══ Records to process

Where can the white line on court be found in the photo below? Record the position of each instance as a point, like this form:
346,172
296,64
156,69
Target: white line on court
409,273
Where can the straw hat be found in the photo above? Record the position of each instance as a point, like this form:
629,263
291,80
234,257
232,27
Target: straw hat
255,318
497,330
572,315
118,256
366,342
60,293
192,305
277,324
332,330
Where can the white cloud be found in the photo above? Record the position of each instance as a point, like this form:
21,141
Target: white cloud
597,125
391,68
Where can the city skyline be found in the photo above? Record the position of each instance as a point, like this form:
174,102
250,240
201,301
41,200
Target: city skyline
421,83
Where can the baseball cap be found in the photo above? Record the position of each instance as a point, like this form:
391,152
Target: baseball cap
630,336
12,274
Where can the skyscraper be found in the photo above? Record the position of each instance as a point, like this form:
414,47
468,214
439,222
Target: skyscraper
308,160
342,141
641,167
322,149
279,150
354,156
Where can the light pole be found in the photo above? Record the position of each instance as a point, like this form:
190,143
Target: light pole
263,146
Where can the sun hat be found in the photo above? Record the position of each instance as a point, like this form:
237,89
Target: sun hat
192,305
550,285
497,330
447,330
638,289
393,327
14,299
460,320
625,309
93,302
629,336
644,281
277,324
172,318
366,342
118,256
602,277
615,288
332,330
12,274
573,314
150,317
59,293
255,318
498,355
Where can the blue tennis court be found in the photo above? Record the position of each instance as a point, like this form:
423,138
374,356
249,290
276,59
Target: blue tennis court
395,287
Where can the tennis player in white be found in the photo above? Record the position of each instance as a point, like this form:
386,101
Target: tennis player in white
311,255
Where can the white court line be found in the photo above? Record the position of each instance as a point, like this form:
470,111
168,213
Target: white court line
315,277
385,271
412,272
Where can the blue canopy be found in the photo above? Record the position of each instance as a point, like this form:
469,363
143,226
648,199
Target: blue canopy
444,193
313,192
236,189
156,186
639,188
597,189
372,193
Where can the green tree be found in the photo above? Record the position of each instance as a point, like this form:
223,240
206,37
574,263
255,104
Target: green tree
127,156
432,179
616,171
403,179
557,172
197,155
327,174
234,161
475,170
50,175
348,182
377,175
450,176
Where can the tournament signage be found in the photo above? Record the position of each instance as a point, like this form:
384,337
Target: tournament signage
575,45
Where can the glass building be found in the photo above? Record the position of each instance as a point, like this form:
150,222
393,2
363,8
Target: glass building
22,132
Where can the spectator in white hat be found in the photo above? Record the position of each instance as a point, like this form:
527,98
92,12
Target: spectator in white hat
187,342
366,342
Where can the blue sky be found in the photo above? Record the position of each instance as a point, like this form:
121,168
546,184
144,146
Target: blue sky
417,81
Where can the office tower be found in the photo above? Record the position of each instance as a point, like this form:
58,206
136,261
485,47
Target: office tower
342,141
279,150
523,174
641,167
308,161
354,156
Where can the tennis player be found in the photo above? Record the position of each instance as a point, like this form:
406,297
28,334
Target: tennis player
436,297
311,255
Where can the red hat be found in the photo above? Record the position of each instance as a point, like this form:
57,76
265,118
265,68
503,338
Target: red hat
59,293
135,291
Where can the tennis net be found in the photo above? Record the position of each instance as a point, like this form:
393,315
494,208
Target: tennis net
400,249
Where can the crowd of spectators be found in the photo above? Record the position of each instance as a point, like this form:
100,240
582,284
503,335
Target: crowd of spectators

════

Present every line of the listing above as a numbered list, omitting any blank lines.

Output below =
1. Where can the white line on court be found in the photo below? Record the position of each instance as a point, like this form:
2. 346,172
3. 296,64
4. 156,69
5. Target: white line on court
6. 409,273
7. Where can the straw hat be found in the photo above? Record the position of each instance as a point, like this form:
8. 629,263
9. 291,80
10. 234,257
11. 232,27
12. Target: straw hat
13. 255,318
14. 497,330
15. 572,315
16. 118,256
17. 366,342
18. 60,293
19. 192,305
20. 277,324
21. 332,330
22. Where can the white cloud be found in the photo above? Record the position of each instance as a point, like this form:
23. 21,141
24. Target: white cloud
25. 597,125
26. 391,68
27. Where can the city skyline be found in the photo above? Record the position of each instance as a point, like this form:
28. 174,102
29. 250,240
30. 201,301
31. 41,200
32. Target: city skyline
33. 421,83
34. Where can the baseball cap be found in the photo above? Record the position of each instance as a point, like this form:
35. 391,152
36. Target: baseball cap
37. 630,336
38. 12,274
39. Where can the skyscraper be found in the photo above? Record the position of each instance as a point, like this form:
40. 414,47
41. 468,214
42. 439,222
43. Target: skyscraper
44. 308,160
45. 342,141
46. 641,167
47. 322,149
48. 279,150
49. 354,156
50. Where can the light pole be found in the photo above? Record the position of each instance as a point, like this form:
51. 190,143
52. Target: light pole
53. 263,146
54. Where can the sun hat be found in the photo above? Record the position of each instance as a point, like this form:
55. 237,89
56. Target: sun hat
57. 192,305
58. 550,285
59. 497,330
60. 447,330
61. 638,289
62. 393,327
63. 14,299
64. 460,320
65. 625,309
66. 93,302
67. 629,336
68. 644,281
69. 277,324
70. 172,318
71. 366,342
72. 118,256
73. 602,277
74. 615,288
75. 332,330
76. 12,274
77. 573,314
78. 150,317
79. 59,293
80. 255,318
81. 498,355
82. Where can the blue tennis court be found in the photo above? Record the position of each instance as a point, like this form:
83. 423,138
84. 374,356
85. 249,290
86. 276,59
87. Target: blue tennis court
88. 395,287
89. Where can the tennis player in white be found in the photo above? Record the position of each instance as a point, like this form:
90. 386,101
91. Target: tennis player in white
92. 311,255
93. Where can the white court line be found in the photo above? Record the position of each instance as a point, like this form:
94. 470,111
95. 168,213
96. Target: white court line
97. 315,277
98. 385,271
99. 412,272
100. Where can the blue canopy be found in the photo above? Record the position of each instance as a point, like this form:
101. 469,363
102. 143,226
103. 648,199
104. Target: blue canopy
105. 444,193
106. 313,192
107. 236,189
108. 156,186
109. 639,188
110. 597,189
111. 372,193
112. Where can the green tree be found in the photo above? Record the position of each instance as a point, like this form:
113. 223,240
114. 206,37
115. 574,263
116. 255,104
117. Target: green tree
118. 127,156
119. 432,179
120. 616,171
121. 403,179
122. 557,172
123. 197,155
124. 327,174
125. 234,161
126. 475,170
127. 50,175
128. 348,182
129. 377,175
130. 450,176
131. Where can the tournament signage be found in the photo above? Record the position of each instance as a point, like this form:
132. 384,337
133. Target: tournament signage
134. 575,45
135. Where can the glass building be found in the photo above? Record the position of each instance as a point, like this form:
136. 150,222
137. 393,2
138. 363,8
139. Target: glass building
140. 22,132
141. Where can the spectator in white hat be found in the photo above? Record the position of each instance as a point, like this form:
142. 527,98
143. 92,12
144. Target: spectator in white hat
145. 187,342
146. 366,342
147. Where can the blue sky be found in the photo above? Record the position of each instance as a point, like this form:
148. 121,168
149. 546,184
150. 144,146
151. Target: blue sky
152. 417,81
153. Where can the office tower be found in the photo above? Record the position of each instance as a point, like this form:
154. 58,206
155. 136,261
156. 485,47
157. Target: office tower
158. 342,141
159. 279,150
160. 523,174
161. 641,167
162. 308,161
163. 354,156
164. Where can the tennis player be found in the photo above? Record the position of each instance as a point, like this form:
165. 406,297
166. 28,334
167. Target: tennis player
168. 436,297
169. 311,255
170. Where can the red hat be found in the photo above? Record the position of each instance as a point, like this form:
171. 57,76
172. 265,118
173. 265,68
174. 503,338
175. Target: red hat
176. 59,293
177. 135,291
178. Where can the tennis net be found in the photo above? Record the position of each instance as a point, like this form:
179. 393,315
180. 494,208
181. Target: tennis net
182. 400,249
183. Where can the crowd of spectators be found in the photo above? Record the position of each instance as a point, like this form:
184. 100,240
185. 582,284
186. 503,335
187. Target: crowd of spectators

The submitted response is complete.